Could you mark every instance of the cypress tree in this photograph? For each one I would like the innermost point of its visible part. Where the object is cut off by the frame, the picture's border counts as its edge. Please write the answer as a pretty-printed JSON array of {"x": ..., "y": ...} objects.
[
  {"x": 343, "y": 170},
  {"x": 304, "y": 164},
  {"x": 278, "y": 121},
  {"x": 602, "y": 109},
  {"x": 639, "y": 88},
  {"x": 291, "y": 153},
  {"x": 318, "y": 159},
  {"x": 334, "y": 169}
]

========

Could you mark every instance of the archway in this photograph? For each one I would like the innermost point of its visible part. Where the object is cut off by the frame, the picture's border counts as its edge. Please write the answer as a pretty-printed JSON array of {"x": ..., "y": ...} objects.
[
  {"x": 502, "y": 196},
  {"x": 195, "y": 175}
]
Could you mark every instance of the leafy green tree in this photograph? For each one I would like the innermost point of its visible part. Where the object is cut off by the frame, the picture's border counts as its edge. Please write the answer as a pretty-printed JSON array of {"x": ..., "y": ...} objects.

========

▸ DIRECTIVE
Rewrite the entries starting at the line containing "Could you mark every instance of the archway" and ending with the line containing "Could you mark every instance of the leafy", requests included, and adjust every x and y coordinate in the answers by -25. Give only those lines.

▸ TASK OUTPUT
Could you mark every instance of the archway in this photograph? For each one I would like the innermost point of its visible part. Where the object is cut off by the frame, the picture's border counts as its edge. Please write the answer as a pretty-printed JSON array of {"x": ..., "y": ...} objects.
[
  {"x": 477, "y": 171},
  {"x": 170, "y": 150}
]
Could you mark every instance of the leafy green tree in this photograph? For each one I would like the innermost point of its visible part. Where the object is cut off by the frame, the picture's border counts as its edge. Please write the answer as a pretty-printed JSON array of {"x": ..., "y": ...} objects.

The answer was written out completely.